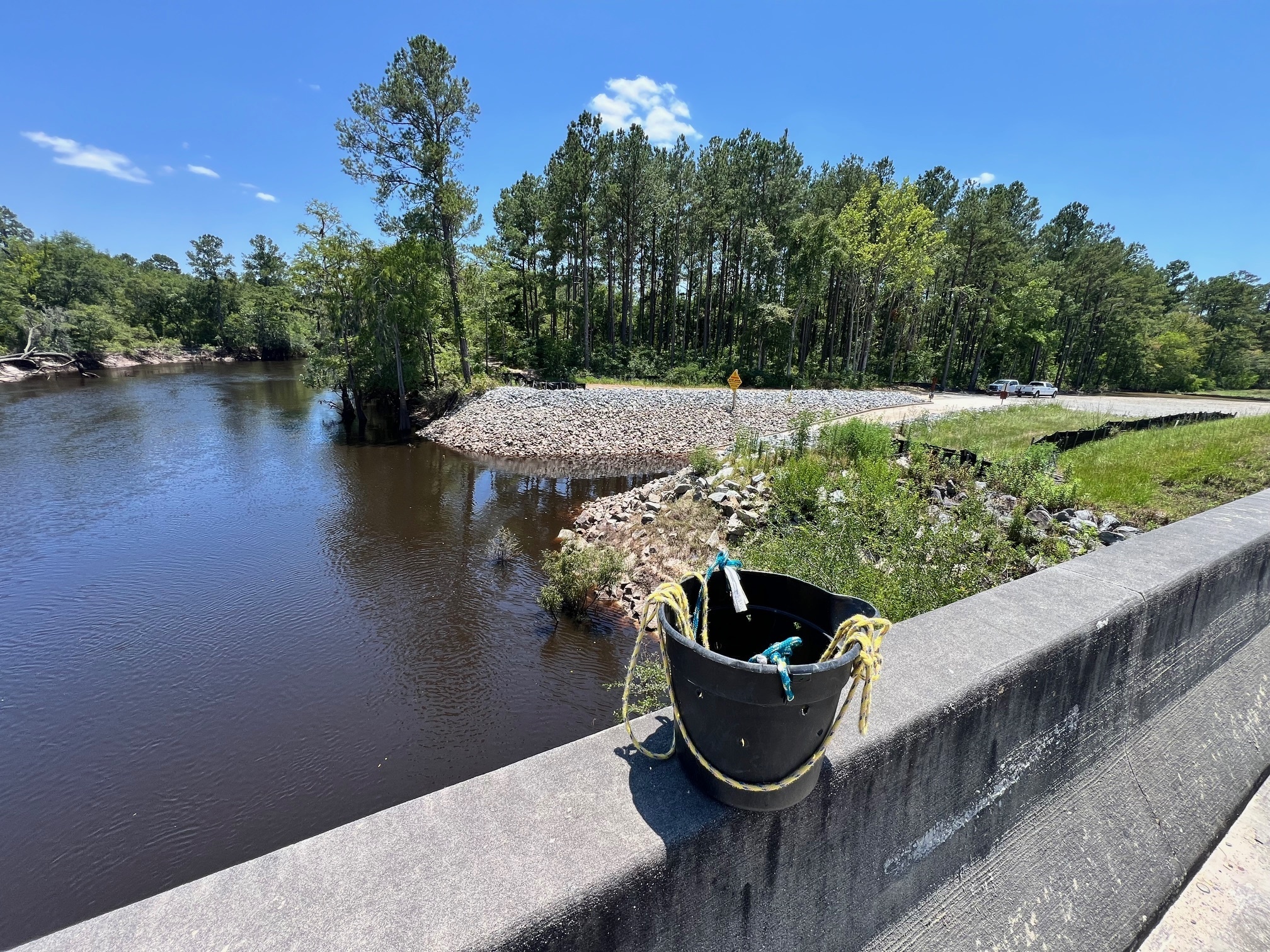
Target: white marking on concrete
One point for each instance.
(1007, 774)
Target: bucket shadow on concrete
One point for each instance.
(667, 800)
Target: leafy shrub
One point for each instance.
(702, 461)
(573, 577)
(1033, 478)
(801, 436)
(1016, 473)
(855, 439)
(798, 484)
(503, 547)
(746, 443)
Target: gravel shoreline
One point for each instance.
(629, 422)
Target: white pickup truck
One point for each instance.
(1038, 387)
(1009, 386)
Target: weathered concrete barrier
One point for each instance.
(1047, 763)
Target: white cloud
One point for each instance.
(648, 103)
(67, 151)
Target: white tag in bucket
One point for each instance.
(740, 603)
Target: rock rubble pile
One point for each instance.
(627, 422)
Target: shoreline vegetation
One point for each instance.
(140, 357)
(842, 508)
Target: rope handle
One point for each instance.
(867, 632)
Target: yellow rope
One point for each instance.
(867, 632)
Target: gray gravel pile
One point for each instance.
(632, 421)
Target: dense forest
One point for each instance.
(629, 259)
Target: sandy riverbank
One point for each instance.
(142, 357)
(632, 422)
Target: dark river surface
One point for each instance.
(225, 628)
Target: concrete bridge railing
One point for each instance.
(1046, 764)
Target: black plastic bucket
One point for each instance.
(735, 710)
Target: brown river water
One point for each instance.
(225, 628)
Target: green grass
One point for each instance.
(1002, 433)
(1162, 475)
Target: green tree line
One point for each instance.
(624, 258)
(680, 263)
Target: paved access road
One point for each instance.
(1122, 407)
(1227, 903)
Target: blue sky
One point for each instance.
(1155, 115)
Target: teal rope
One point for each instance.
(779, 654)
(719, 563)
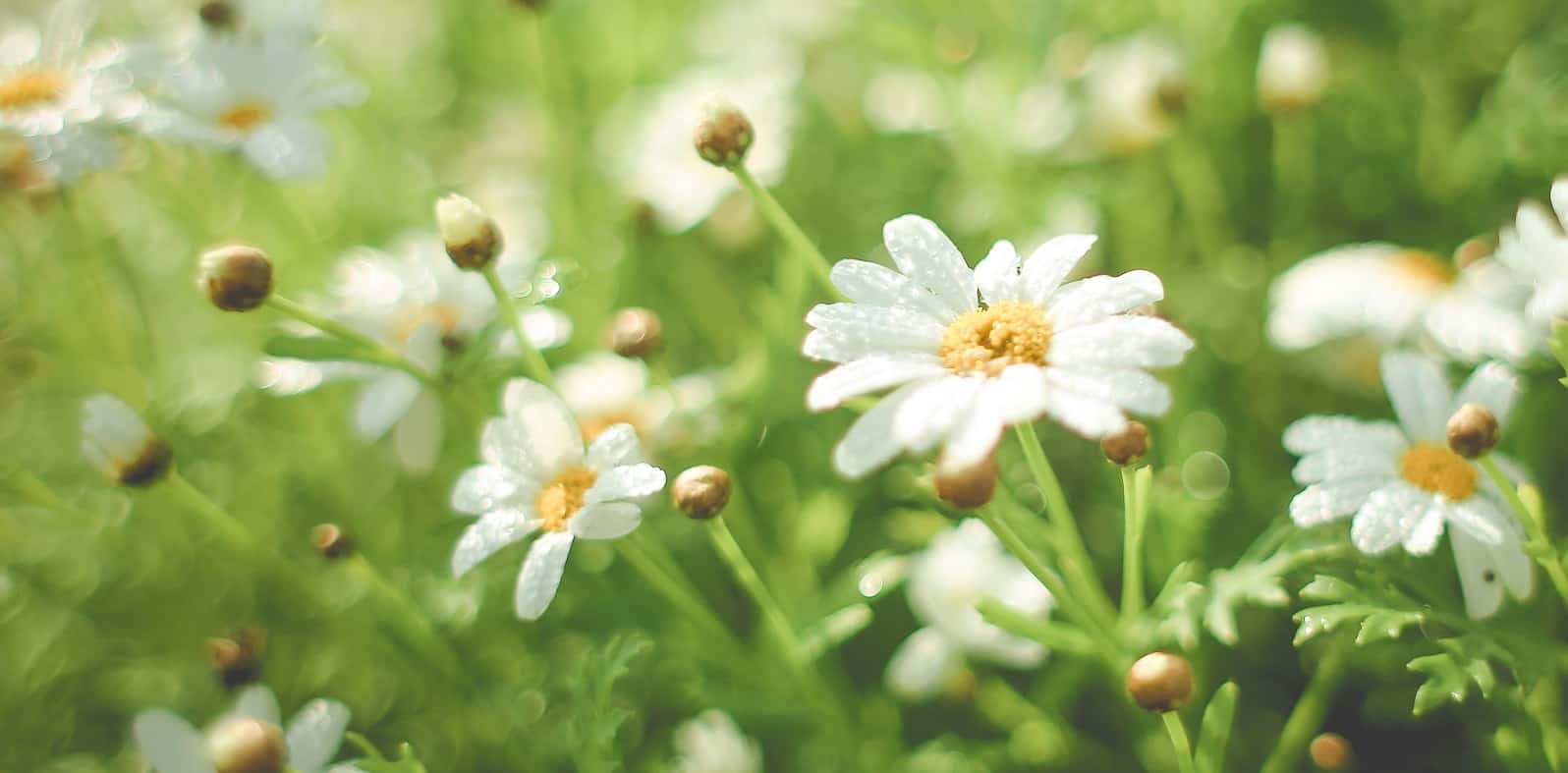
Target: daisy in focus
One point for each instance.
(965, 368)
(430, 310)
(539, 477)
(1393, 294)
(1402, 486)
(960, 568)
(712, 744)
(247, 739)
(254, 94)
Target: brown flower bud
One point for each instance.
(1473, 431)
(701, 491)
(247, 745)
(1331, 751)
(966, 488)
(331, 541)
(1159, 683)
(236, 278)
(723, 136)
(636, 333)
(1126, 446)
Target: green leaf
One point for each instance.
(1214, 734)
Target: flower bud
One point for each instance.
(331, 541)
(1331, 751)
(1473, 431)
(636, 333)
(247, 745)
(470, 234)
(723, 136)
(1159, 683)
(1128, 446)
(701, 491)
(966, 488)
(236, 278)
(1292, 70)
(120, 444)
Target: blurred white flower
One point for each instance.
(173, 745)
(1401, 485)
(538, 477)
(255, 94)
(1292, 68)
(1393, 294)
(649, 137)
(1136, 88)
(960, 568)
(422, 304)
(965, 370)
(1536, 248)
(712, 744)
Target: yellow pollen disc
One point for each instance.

**Exercise aim**: Please write out exactly, and only, the lines from the beginning of the entries through the line containing "Target: leafy shrub", including both and skipping all pictures.

**Output**:
Target: white marking on concrete
One point for each instance.
(1007, 774)
Target: bucket shadow on concrete
One point for each instance.
(667, 800)
Target: leafy shrub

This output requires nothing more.